───── Task input ─────
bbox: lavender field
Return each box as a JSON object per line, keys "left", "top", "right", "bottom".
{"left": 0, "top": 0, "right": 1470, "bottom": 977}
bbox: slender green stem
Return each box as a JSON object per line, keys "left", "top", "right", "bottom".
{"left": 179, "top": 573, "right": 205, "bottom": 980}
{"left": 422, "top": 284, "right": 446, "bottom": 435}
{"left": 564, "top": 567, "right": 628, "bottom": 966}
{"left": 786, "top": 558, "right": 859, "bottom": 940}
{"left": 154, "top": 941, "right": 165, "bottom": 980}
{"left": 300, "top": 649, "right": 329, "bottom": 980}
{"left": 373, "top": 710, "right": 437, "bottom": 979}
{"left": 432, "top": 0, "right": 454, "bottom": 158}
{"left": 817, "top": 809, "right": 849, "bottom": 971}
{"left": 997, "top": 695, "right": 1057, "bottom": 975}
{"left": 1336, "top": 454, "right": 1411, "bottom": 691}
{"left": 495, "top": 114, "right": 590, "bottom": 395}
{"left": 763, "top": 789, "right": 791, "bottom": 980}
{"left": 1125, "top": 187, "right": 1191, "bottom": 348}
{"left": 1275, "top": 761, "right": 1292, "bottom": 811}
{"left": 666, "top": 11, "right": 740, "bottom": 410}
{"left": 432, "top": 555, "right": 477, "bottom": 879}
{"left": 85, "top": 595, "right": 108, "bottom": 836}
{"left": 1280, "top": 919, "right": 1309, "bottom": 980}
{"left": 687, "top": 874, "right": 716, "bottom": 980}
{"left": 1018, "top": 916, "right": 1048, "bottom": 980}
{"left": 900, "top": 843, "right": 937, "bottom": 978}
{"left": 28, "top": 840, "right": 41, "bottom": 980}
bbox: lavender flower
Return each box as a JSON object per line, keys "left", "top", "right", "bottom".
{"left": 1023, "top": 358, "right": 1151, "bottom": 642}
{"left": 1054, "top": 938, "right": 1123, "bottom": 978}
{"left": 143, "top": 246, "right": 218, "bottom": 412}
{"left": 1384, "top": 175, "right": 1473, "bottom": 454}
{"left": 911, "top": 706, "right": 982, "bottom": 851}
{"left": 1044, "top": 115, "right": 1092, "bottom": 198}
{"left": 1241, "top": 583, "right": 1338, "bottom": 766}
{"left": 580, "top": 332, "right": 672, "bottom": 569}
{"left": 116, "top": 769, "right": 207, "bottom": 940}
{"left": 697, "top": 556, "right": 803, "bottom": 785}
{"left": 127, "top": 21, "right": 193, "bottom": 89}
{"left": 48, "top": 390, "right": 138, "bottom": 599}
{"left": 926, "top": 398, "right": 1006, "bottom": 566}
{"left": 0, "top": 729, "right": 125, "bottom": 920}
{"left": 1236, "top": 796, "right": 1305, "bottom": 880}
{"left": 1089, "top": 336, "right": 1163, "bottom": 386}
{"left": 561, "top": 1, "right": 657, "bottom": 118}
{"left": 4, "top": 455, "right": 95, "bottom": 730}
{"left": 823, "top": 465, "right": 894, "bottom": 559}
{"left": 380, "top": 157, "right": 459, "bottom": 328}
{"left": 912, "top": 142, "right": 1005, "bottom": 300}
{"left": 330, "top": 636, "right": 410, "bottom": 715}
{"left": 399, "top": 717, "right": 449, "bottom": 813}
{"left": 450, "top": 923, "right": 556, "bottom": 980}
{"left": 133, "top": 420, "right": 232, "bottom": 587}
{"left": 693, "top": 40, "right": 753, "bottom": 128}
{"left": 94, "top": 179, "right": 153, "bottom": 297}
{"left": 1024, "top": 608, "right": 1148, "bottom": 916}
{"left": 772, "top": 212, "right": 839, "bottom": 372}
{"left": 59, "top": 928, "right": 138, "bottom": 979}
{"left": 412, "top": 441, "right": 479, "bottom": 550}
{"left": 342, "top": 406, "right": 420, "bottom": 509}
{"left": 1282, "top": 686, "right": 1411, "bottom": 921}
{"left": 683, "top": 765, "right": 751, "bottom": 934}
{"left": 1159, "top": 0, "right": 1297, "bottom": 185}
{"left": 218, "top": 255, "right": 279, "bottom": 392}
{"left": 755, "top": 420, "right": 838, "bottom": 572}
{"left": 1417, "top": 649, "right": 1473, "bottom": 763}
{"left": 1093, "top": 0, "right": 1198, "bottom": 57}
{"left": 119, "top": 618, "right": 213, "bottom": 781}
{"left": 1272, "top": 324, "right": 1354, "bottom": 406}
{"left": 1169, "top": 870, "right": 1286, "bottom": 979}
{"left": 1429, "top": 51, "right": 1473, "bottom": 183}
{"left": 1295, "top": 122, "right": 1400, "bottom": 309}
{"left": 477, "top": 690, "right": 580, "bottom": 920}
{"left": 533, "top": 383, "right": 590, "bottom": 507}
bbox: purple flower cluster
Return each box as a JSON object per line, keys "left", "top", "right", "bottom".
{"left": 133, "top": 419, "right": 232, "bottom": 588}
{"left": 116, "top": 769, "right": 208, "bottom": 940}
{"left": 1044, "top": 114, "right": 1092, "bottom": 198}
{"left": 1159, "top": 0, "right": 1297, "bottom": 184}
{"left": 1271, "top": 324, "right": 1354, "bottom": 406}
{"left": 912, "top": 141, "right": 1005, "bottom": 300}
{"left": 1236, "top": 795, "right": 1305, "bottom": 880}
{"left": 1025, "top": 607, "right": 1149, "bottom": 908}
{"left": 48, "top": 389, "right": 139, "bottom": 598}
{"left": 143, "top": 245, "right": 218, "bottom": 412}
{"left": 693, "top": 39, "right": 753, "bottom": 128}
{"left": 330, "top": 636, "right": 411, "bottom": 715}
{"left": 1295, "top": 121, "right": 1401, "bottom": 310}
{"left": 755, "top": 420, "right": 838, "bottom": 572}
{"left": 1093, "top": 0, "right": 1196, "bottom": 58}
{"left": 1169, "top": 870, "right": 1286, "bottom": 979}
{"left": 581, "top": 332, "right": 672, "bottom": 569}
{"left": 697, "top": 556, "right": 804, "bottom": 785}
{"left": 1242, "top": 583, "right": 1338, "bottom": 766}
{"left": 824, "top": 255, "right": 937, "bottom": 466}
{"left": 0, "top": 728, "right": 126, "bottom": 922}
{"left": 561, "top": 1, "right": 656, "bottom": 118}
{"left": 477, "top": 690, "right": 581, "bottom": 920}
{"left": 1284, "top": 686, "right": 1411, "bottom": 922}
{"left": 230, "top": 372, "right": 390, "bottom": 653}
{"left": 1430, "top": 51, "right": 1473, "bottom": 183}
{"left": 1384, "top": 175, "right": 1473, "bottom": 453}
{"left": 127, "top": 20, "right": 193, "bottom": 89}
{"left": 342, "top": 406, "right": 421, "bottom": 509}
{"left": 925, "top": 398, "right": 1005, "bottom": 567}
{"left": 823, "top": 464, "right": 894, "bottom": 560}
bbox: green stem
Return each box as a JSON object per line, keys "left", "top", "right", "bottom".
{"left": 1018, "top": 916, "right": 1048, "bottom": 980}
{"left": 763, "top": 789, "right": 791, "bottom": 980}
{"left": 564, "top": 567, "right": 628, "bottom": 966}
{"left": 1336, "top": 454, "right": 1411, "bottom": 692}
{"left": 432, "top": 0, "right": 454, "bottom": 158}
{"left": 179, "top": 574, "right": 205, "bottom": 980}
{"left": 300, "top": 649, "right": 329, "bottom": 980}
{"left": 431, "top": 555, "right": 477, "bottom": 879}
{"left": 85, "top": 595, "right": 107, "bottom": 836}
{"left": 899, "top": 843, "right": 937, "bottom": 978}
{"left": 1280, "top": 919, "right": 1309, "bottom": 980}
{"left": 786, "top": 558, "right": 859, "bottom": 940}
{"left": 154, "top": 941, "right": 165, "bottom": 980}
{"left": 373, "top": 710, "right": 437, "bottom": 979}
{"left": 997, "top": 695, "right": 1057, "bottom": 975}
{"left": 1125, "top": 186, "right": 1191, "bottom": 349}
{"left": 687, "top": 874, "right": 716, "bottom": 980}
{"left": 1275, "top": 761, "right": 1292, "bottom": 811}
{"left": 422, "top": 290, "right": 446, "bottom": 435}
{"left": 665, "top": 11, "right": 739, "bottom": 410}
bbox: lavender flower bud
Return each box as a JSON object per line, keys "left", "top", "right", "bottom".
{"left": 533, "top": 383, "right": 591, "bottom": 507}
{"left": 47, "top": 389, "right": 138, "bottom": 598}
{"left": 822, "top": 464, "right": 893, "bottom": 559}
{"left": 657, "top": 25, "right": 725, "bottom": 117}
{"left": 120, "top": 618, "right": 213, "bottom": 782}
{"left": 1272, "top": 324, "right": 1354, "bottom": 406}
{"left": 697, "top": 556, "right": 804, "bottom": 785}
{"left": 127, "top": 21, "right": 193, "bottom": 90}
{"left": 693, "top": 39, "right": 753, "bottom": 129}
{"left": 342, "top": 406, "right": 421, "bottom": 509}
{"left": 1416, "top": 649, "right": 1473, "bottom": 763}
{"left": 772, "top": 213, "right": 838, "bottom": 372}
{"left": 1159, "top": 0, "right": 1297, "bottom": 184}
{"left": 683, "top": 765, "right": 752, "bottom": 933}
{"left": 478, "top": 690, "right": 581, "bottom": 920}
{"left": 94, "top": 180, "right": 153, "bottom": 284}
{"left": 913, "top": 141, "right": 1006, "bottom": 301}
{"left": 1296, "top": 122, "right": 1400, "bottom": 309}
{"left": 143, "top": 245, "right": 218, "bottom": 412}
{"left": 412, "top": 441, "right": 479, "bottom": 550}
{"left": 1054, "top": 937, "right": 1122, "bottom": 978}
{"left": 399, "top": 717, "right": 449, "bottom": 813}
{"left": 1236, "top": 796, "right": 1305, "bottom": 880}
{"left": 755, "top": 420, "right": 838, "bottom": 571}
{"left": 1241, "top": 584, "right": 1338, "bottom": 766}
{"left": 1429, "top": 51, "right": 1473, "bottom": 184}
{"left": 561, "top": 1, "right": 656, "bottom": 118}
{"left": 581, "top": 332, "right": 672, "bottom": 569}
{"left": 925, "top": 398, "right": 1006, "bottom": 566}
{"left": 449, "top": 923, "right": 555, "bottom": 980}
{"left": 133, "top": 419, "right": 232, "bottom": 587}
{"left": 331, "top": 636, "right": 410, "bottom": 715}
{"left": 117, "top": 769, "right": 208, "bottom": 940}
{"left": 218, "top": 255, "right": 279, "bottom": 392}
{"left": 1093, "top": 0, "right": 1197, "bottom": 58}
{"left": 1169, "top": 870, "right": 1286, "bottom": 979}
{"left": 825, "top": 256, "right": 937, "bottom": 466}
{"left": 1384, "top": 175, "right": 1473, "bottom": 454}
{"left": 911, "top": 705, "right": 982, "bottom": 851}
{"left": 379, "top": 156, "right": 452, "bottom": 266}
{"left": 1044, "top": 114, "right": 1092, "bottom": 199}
─────
## Exercise instructions
Exact lines only, please: output the listing from the first line to the line with "bbox: slender green stem", both included.

## Answer for the task
bbox: lavender field
Return each box as a JSON object per line, keys "left", "top", "right", "bottom".
{"left": 0, "top": 0, "right": 1470, "bottom": 977}
bbox: slender green stem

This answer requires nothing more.